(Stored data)

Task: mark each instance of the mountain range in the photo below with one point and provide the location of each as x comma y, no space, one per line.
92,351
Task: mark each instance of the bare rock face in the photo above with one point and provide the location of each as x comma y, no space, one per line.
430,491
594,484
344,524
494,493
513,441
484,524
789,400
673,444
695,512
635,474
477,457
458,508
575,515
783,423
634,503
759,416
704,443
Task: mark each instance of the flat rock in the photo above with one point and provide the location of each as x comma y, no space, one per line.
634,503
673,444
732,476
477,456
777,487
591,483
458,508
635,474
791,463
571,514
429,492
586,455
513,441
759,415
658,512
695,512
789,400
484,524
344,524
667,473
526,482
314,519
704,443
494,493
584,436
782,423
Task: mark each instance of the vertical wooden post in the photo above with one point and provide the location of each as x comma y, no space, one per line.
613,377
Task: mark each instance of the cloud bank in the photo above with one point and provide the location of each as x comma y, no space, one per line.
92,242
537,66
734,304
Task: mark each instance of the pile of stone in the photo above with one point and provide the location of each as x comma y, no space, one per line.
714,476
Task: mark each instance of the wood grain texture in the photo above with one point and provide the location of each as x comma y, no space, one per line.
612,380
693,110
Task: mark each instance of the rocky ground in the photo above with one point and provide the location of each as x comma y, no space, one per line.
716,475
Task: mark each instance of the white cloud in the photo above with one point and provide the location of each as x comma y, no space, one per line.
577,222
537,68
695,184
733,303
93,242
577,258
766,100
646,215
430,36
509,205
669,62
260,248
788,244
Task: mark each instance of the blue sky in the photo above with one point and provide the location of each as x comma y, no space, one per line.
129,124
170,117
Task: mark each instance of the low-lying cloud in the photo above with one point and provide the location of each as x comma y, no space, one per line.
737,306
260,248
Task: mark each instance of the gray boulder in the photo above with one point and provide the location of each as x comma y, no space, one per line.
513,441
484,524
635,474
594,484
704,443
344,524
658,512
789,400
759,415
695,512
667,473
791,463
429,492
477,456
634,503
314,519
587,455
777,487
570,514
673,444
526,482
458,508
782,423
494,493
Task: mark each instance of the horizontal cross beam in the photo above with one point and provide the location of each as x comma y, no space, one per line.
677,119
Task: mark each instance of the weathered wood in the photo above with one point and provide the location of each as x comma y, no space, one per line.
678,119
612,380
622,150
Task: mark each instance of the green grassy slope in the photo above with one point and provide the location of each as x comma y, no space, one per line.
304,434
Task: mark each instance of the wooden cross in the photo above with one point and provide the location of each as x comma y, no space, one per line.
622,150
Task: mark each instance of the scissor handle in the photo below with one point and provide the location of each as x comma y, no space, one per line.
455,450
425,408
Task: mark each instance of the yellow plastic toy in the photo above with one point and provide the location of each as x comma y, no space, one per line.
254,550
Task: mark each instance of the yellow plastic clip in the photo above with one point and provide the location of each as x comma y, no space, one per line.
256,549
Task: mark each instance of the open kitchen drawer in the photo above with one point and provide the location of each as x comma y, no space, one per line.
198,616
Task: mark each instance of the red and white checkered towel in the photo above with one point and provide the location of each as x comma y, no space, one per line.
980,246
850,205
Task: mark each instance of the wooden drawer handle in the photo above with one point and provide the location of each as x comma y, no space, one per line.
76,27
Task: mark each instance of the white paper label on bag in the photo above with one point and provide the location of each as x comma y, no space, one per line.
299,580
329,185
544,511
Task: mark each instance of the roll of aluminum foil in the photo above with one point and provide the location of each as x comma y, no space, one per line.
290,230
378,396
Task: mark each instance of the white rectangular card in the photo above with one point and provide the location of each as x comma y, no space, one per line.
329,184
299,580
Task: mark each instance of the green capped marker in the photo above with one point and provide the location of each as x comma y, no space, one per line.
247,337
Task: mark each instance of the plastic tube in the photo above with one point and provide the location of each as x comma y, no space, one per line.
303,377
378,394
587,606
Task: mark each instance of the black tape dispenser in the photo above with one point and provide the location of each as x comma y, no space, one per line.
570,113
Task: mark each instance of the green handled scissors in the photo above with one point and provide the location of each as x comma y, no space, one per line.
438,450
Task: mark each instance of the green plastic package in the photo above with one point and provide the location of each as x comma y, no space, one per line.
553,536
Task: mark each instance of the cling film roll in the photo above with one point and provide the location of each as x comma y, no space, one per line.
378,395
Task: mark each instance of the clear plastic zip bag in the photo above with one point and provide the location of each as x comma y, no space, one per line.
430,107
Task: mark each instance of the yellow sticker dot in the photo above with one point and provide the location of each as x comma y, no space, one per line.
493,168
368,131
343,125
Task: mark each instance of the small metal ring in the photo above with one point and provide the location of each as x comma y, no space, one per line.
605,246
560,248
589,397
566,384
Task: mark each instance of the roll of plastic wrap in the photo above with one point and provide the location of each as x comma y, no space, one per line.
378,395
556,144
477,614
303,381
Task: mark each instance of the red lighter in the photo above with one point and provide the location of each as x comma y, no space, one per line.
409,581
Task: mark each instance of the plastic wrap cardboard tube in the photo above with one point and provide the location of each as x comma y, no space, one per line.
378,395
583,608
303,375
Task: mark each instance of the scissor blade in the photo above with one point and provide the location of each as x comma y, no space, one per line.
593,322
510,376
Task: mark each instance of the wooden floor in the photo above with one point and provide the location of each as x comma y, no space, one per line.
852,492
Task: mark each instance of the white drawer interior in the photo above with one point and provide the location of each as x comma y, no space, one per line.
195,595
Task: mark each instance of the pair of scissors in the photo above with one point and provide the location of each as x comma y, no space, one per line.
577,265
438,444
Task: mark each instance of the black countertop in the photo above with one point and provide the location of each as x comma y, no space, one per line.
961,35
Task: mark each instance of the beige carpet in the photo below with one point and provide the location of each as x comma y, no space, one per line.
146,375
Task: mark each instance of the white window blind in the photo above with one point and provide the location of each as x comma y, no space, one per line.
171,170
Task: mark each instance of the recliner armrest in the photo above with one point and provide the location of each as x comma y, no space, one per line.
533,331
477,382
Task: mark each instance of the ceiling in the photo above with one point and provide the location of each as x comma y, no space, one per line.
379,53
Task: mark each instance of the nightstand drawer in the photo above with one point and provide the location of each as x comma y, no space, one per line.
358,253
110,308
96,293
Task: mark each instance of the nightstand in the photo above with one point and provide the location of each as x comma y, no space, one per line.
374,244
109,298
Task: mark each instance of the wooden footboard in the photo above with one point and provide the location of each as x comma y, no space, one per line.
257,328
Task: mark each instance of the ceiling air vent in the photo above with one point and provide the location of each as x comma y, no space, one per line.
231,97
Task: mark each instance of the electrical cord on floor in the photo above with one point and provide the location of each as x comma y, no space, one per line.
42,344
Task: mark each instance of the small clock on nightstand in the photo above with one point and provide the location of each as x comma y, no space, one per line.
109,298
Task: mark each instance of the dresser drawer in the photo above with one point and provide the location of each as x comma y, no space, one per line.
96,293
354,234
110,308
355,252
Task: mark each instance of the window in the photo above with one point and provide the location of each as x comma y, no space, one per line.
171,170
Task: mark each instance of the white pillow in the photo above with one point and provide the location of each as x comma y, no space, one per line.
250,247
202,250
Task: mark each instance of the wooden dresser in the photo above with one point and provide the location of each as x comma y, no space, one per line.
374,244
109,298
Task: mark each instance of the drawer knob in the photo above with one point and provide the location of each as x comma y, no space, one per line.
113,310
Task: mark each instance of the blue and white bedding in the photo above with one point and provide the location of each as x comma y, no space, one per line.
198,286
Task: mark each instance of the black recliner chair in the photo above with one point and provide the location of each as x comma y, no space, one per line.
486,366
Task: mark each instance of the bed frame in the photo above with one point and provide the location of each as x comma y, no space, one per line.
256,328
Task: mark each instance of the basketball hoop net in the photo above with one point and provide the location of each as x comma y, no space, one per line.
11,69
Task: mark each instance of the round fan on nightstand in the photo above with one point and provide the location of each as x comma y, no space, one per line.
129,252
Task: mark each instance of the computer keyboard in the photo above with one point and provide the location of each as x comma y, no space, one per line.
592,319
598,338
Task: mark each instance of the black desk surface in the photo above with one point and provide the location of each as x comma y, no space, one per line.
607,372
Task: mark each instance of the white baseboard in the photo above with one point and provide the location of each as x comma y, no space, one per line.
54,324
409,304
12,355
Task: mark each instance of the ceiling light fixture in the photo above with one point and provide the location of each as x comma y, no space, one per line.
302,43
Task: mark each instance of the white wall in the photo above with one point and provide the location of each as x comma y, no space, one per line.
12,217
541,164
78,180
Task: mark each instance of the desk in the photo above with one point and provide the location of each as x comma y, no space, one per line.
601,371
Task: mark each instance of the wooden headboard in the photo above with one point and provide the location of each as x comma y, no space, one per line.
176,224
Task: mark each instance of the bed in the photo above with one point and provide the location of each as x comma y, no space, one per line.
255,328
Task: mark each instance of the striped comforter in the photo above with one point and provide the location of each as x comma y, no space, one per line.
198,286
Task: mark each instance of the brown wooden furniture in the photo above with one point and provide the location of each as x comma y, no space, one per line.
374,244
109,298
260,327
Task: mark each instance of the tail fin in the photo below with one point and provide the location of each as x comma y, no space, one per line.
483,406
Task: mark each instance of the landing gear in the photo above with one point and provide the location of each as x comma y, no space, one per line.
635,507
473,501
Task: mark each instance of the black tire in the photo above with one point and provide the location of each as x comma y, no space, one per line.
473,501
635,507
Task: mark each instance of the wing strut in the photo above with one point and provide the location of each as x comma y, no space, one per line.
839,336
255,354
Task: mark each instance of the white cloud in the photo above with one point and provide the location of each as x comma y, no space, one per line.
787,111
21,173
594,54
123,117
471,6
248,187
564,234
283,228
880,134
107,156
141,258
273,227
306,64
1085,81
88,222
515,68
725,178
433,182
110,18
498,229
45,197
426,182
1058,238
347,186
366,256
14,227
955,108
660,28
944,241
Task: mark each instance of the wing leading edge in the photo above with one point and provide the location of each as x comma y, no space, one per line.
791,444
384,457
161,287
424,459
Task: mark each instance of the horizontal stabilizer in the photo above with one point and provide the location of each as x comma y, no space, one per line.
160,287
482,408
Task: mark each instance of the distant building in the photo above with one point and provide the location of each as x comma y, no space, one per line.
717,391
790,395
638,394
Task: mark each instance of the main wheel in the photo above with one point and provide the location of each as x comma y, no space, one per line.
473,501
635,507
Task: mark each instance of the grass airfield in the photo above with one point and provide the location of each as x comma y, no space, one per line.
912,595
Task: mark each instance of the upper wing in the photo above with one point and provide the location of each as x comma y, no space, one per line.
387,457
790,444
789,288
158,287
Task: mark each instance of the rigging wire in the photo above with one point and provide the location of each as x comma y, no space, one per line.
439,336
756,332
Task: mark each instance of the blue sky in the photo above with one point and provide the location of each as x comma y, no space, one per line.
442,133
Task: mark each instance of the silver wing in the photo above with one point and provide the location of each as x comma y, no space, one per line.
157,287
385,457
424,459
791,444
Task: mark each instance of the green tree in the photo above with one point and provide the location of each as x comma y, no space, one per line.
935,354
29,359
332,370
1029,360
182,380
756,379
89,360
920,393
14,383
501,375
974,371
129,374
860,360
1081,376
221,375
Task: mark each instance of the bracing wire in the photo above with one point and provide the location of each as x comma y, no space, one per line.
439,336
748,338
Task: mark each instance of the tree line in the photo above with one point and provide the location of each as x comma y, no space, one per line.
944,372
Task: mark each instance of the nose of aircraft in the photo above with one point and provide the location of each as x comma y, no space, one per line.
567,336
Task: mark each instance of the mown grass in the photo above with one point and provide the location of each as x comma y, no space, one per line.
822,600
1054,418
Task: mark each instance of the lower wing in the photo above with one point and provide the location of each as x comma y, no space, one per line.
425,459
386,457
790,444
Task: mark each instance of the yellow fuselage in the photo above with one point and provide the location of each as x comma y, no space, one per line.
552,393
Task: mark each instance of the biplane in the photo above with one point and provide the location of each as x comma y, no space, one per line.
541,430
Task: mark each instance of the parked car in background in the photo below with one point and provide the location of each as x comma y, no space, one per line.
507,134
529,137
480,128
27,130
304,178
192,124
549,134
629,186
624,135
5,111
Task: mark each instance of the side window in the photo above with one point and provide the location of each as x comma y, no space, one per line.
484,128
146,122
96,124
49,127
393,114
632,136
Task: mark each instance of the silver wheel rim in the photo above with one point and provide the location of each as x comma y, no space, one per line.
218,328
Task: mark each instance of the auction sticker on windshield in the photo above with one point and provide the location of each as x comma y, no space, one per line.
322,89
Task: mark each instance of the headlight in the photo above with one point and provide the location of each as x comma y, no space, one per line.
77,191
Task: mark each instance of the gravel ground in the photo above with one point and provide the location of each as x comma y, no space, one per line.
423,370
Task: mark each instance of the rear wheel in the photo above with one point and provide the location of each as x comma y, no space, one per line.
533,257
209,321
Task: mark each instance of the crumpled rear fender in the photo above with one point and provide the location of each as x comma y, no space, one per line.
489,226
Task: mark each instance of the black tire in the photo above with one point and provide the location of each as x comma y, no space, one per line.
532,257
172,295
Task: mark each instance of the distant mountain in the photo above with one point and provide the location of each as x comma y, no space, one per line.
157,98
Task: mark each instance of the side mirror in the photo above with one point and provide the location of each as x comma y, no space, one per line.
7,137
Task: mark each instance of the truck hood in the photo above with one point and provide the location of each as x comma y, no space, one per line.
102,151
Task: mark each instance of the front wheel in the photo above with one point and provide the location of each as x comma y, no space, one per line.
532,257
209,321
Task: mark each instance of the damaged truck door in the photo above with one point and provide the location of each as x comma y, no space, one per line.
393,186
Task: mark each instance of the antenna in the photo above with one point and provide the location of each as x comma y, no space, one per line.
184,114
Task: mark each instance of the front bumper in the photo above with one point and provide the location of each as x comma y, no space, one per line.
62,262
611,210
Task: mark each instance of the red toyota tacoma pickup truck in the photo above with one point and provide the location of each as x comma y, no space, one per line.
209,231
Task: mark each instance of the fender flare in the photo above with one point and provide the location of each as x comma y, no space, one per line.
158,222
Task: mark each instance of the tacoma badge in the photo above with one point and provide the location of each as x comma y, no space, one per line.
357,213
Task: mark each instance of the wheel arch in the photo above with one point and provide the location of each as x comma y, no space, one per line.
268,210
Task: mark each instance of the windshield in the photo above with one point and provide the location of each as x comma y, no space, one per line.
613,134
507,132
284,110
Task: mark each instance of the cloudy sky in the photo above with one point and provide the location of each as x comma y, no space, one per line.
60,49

• **TASK TO COMPLETE**
Recast the lines of the data above, from the line containing "Task: mark each instance of the fender" through the final line, inclusive, as a JSON list of strings with one string per line and blank lines omitted.

• **CORRECT ANSWER**
[
  "Task: mark each instance of the fender flare in the photo above with one point and provide the location of each as x comma y, no space, one per line.",
  "158,222",
  "Task: mark each instance of the tacoma badge in the photo above with one point and provide the location of each as x comma y, no space, one per line.",
  "357,213",
  "Task: mark each instance of the wheel arch in the photo above with one point and provide the location of each as x comma y, no space, one per line.",
  "268,210",
  "Task: mark each instance of the windshield in the photo above with one point and provide the location of each as x comma y, no space, one per line.",
  "613,134",
  "507,132",
  "284,110",
  "Task: mark each instance of the cloudy sky in the photo above with one point and provide the location of each as x comma y, no space, one per line.",
  "60,49"
]